(PROBLEM STATEMENT): Copy out the listing that follows, exactly, without its pictures.

━━━━━ DATA FOR THIS EXERCISE ━━━━━

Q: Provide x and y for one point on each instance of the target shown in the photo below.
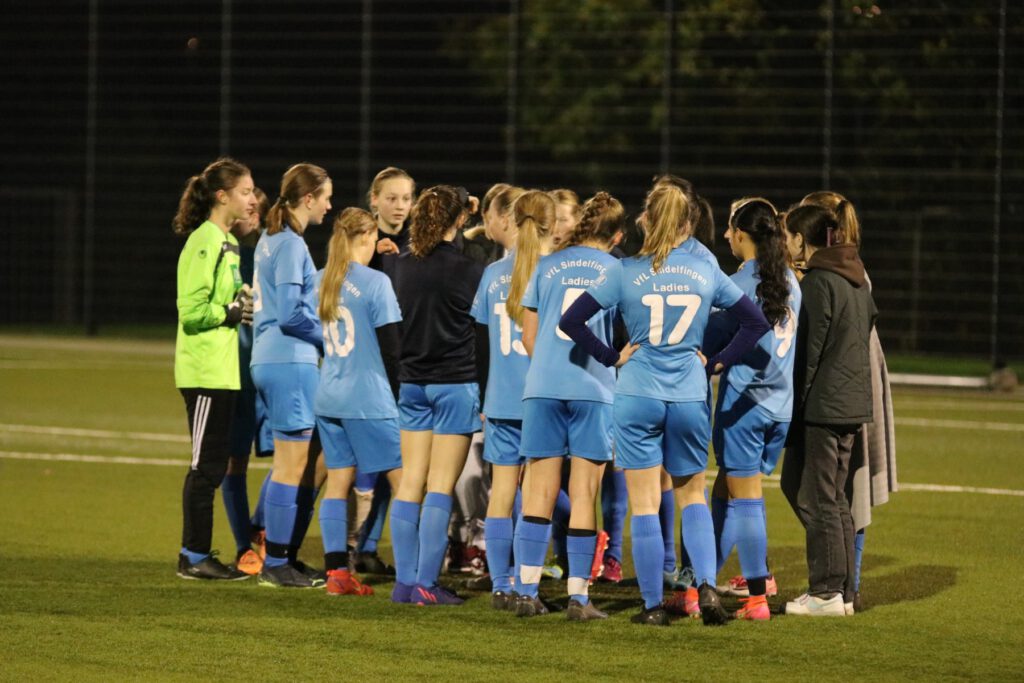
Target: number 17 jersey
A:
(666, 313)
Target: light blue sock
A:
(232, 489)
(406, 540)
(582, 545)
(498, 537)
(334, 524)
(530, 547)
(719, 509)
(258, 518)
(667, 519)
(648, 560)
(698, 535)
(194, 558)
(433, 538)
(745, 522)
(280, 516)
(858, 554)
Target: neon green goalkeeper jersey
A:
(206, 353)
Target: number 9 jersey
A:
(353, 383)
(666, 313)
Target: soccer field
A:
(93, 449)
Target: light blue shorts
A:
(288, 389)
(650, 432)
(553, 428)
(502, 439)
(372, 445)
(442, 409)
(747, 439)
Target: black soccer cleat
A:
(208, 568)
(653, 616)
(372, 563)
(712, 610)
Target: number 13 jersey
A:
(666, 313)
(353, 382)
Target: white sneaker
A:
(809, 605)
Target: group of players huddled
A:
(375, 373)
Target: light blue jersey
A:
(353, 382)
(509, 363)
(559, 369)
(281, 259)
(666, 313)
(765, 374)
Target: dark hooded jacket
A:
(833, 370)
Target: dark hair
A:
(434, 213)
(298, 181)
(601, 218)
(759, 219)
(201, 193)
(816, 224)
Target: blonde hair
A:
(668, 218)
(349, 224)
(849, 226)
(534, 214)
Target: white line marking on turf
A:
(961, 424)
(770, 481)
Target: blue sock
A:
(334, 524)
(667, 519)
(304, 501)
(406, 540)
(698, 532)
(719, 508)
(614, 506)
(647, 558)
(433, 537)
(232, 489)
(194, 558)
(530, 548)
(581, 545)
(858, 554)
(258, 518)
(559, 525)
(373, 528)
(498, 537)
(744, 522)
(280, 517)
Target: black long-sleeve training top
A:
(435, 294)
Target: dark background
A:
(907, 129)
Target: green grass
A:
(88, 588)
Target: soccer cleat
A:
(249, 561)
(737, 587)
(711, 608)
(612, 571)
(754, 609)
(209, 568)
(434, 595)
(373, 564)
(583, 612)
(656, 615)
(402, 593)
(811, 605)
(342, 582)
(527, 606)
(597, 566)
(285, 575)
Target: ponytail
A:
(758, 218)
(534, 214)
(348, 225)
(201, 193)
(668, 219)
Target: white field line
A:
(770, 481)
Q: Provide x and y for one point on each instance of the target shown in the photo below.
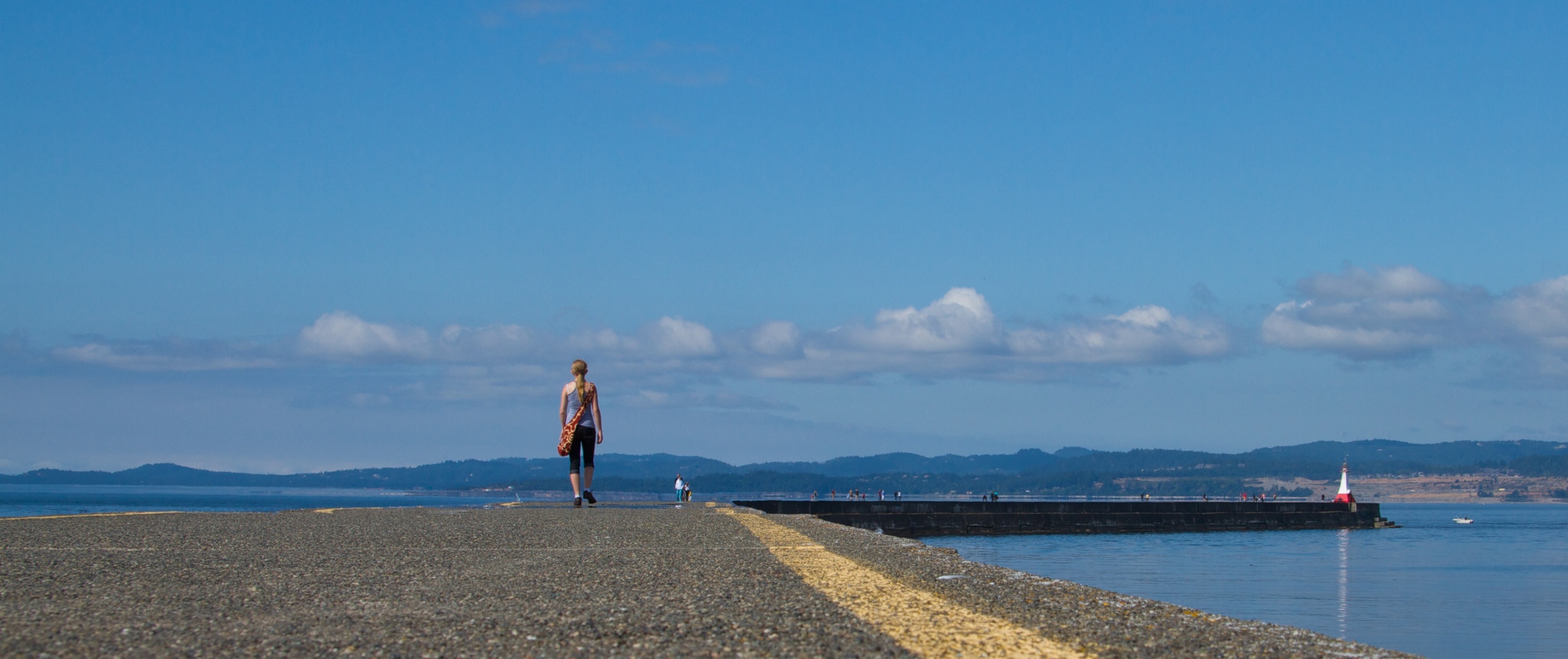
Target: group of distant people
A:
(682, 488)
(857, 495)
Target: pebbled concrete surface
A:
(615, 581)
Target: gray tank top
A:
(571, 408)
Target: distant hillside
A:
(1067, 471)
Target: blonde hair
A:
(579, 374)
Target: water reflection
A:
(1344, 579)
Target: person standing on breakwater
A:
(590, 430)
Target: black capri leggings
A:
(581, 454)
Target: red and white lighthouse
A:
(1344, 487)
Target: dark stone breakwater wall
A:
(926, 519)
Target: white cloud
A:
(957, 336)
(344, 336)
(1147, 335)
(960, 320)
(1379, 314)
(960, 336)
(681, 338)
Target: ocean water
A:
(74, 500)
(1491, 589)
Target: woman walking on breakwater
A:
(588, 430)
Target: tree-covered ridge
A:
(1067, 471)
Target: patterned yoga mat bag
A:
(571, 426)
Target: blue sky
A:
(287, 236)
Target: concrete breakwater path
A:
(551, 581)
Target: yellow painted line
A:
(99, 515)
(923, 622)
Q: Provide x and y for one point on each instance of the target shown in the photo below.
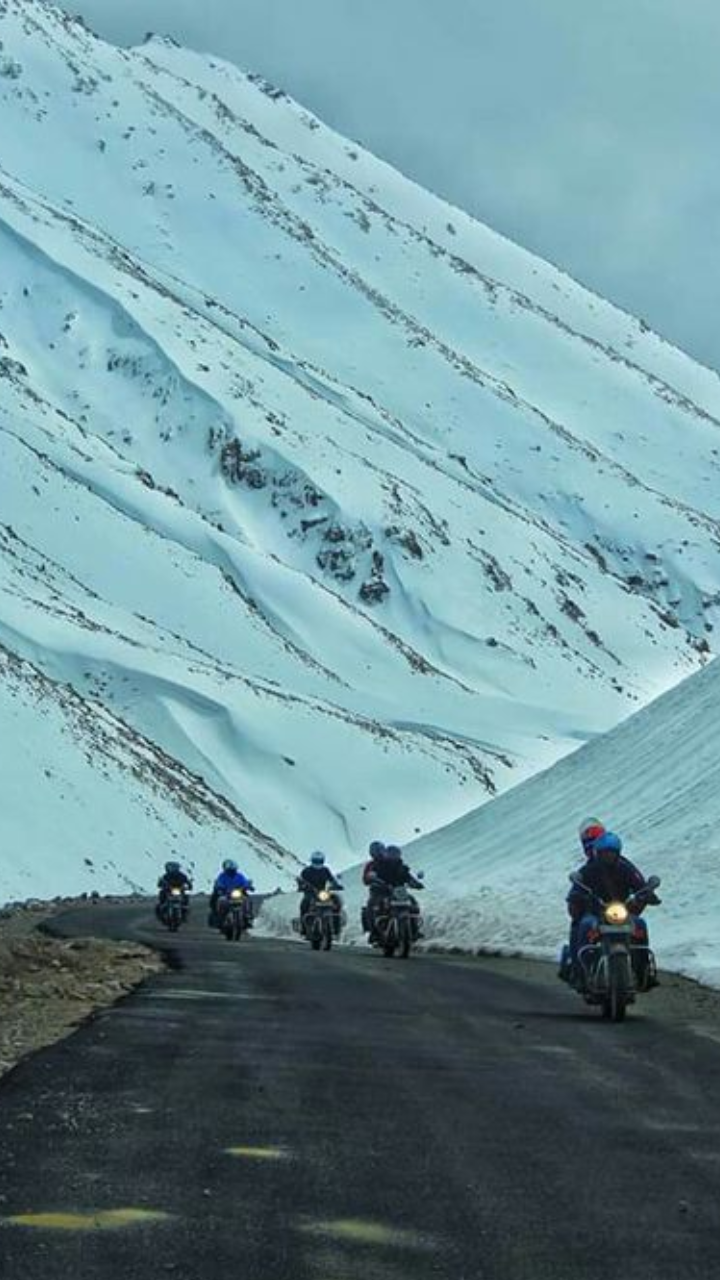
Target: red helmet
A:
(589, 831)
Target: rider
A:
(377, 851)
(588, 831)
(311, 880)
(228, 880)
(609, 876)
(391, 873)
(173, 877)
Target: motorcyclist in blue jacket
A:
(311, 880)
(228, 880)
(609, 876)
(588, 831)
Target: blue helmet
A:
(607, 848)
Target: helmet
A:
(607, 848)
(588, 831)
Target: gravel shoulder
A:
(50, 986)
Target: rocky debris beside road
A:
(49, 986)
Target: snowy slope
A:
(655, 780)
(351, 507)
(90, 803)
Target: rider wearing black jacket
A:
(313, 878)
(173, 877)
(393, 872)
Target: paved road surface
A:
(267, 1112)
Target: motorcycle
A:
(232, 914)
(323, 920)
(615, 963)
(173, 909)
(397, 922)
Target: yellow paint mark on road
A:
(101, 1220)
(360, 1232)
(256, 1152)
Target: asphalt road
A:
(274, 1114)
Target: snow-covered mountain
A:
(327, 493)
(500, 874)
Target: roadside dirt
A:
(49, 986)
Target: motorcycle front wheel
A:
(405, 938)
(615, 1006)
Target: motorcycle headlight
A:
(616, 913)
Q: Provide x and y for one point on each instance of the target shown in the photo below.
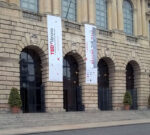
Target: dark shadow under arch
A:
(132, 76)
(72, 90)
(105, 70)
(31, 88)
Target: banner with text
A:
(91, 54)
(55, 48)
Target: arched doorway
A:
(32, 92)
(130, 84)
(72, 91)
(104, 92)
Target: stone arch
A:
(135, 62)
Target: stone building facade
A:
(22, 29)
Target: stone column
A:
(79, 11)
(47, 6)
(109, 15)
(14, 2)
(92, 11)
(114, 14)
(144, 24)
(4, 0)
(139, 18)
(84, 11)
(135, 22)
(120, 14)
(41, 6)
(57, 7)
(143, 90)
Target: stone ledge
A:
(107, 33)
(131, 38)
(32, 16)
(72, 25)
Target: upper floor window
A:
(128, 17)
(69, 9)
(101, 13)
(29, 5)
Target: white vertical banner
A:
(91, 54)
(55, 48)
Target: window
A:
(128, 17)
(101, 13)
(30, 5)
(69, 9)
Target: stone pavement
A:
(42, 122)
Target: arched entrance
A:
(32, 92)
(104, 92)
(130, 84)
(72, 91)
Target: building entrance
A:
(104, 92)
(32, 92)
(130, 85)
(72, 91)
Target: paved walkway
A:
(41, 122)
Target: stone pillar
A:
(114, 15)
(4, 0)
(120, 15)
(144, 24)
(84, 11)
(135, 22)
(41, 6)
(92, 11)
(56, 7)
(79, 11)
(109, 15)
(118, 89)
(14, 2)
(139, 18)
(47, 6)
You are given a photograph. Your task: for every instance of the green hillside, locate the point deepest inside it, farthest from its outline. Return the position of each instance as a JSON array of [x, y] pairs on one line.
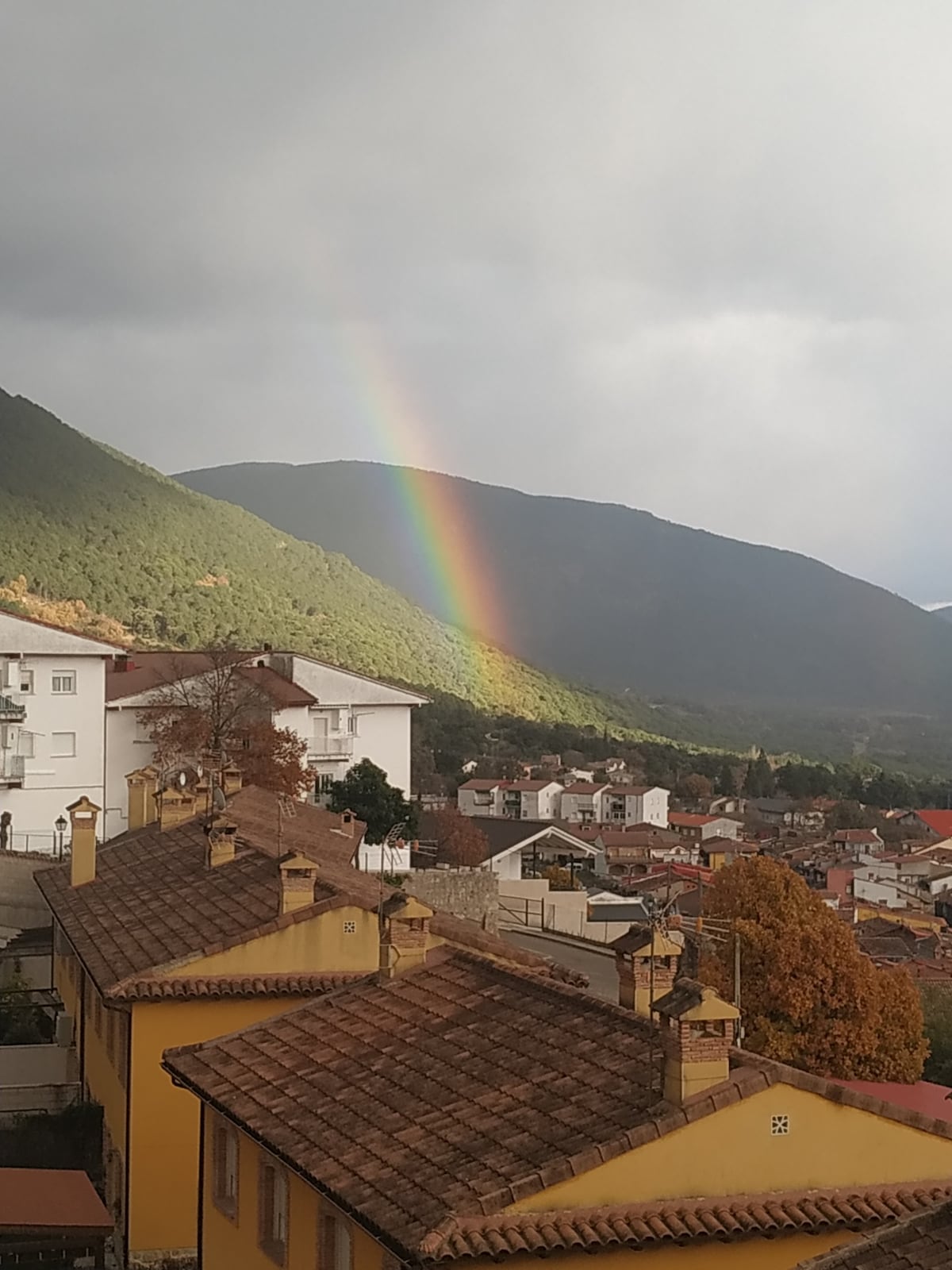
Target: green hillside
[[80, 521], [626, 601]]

━━━━━

(COMPLETE RESPONSE):
Q: Provide x and y for one point on each instance of the target shown in the photo below.
Target: number 17 jersey
A:
(666, 313)
Target: light blue sock
A:
(232, 489)
(406, 540)
(582, 545)
(498, 537)
(334, 524)
(530, 547)
(719, 509)
(258, 518)
(667, 519)
(648, 560)
(698, 535)
(194, 558)
(433, 538)
(745, 522)
(280, 516)
(858, 554)
Target: neon green goalkeeper jersey
A:
(206, 353)
Target: number 9 jersey
A:
(353, 383)
(666, 313)
Target: soccer field
A:
(93, 449)
Target: light blue shorts
A:
(288, 389)
(650, 432)
(553, 428)
(502, 439)
(372, 445)
(442, 409)
(747, 439)
Target: black soccer cleat
A:
(208, 568)
(653, 616)
(372, 563)
(712, 610)
Target: number 13 jersey
A:
(666, 313)
(353, 382)
Target: white sneaker
A:
(809, 605)
Target: group of players huddled
A:
(375, 373)
Target: light blue jersey
A:
(353, 382)
(509, 363)
(559, 369)
(281, 259)
(666, 313)
(765, 374)
Target: dark hooded jacket
A:
(833, 370)
Target: dark hair
A:
(434, 213)
(298, 181)
(601, 218)
(759, 219)
(201, 193)
(816, 224)
Target: blonde hair
A:
(668, 218)
(349, 224)
(849, 226)
(534, 214)
Target: white line marking on turf
A:
(961, 424)
(770, 481)
Target: blue sock
A:
(334, 524)
(667, 519)
(304, 501)
(406, 540)
(698, 532)
(719, 508)
(614, 506)
(647, 558)
(433, 537)
(232, 489)
(194, 558)
(530, 548)
(581, 545)
(858, 554)
(258, 518)
(559, 525)
(373, 528)
(498, 537)
(744, 522)
(280, 517)
Target: black long-sleeve training top
A:
(435, 294)
Target: dark background
A:
(907, 129)
Target: green grass
A:
(88, 588)
Target: soccer cleat
A:
(249, 561)
(737, 587)
(711, 608)
(612, 571)
(754, 609)
(209, 568)
(434, 595)
(373, 564)
(583, 612)
(656, 615)
(402, 593)
(811, 605)
(342, 582)
(527, 606)
(597, 566)
(285, 575)
Target: ponytail
A:
(758, 218)
(534, 214)
(348, 225)
(201, 193)
(668, 219)
Target: white field line
A:
(770, 481)
Q: Provide x and y for one point on each instance of the target shown in the photo below.
Target: group of distant people
A:
(682, 488)
(857, 495)
Target: pebbled concrete surface
A:
(615, 581)
Target: gray tank top
A:
(571, 408)
Target: distant hillside
A:
(1067, 471)
Target: blonde hair
A:
(579, 374)
Target: water reflection
A:
(1344, 579)
Target: person standing on breakwater
A:
(590, 430)
Target: black capri leggings
A:
(581, 454)
Target: red and white lighthouse
A:
(1344, 487)
Target: dark stone breakwater wall
A:
(926, 519)
Target: white cloud
A:
(957, 336)
(344, 336)
(1147, 335)
(960, 320)
(1379, 314)
(960, 336)
(681, 338)
Target: ocean water
A:
(74, 500)
(1491, 589)
Target: woman walking on breakwater
A:
(588, 430)
Target: tree-covered ridge
A:
(1067, 471)
Target: patterned yoga mat bag
A:
(571, 426)
Target: blue sky
A:
(287, 236)
Target: concrete breakwater path
A:
(551, 581)
Target: yellow painted line
A:
(99, 515)
(923, 622)
Q: Provide x and y for one point on each instance of the target shown in the photo below.
Target: red helmet
A:
(589, 831)
Target: rider
A:
(377, 851)
(588, 831)
(311, 880)
(228, 880)
(609, 876)
(391, 873)
(173, 877)
Target: motorcyclist in blue jacket
A:
(311, 880)
(228, 880)
(609, 876)
(588, 831)
Target: blue helmet
A:
(607, 848)
Target: helmet
A:
(607, 848)
(588, 831)
Target: gravel shoulder
A:
(50, 986)
Target: rocky debris beside road
A:
(49, 986)
Target: snowy slope
A:
(655, 780)
(351, 507)
(90, 803)
Target: rider wearing black jacket
A:
(313, 878)
(173, 877)
(393, 872)
Target: paved road surface
A:
(267, 1112)
Target: motorcycle
A:
(232, 914)
(323, 920)
(615, 963)
(173, 909)
(397, 922)
Target: yellow paint mark on road
A:
(101, 1220)
(360, 1232)
(256, 1152)
Target: asphalt road
A:
(274, 1114)
Target: snow-covered mountain
A:
(327, 493)
(500, 874)
Target: roadside dirt
A:
(49, 986)
Target: motorcycle front wheel
A:
(405, 938)
(615, 1006)
Target: motorcycle headlight
A:
(616, 913)
Q: Provide x and y for one point on each instance of the target shown in the photo below.
Target: dark shadow under arch
A:
(132, 76)
(72, 90)
(105, 70)
(31, 88)
Target: banner with text
A:
(91, 54)
(55, 48)
Target: arched doorway
A:
(32, 92)
(130, 84)
(72, 91)
(104, 92)
Target: stone arch
A:
(135, 62)
Target: stone building facade
A:
(22, 29)
Target: stone column
A:
(79, 11)
(47, 6)
(109, 15)
(14, 2)
(92, 11)
(114, 14)
(144, 24)
(4, 0)
(139, 18)
(84, 11)
(135, 22)
(120, 14)
(41, 6)
(57, 7)
(143, 90)
Target: stone ledge
A:
(107, 33)
(131, 38)
(32, 16)
(72, 25)
Target: upper floor window
A:
(128, 17)
(69, 9)
(101, 13)
(29, 5)
Target: white vertical banner
A:
(91, 54)
(55, 48)
Target: window
A:
(128, 17)
(101, 13)
(30, 5)
(69, 9)
Target: stone pavement
A:
(42, 122)
Target: arched entrance
A:
(32, 92)
(104, 92)
(130, 84)
(72, 91)
Target: building entrance
A:
(104, 92)
(32, 92)
(130, 85)
(72, 91)
Target: paved walkway
A:
(41, 122)
Target: stone pillar
A:
(114, 15)
(4, 0)
(120, 15)
(144, 24)
(84, 11)
(135, 22)
(41, 6)
(92, 11)
(56, 7)
(79, 11)
(109, 15)
(118, 89)
(14, 2)
(139, 18)
(47, 6)
You are given a photograph. Your task: for every instance of the green hillside, locate the point deepest inside it, farthest from its outline. Return the position of each instance as a JSON array of [x, y] pairs on one line.
Target: green hillside
[[80, 521], [626, 601]]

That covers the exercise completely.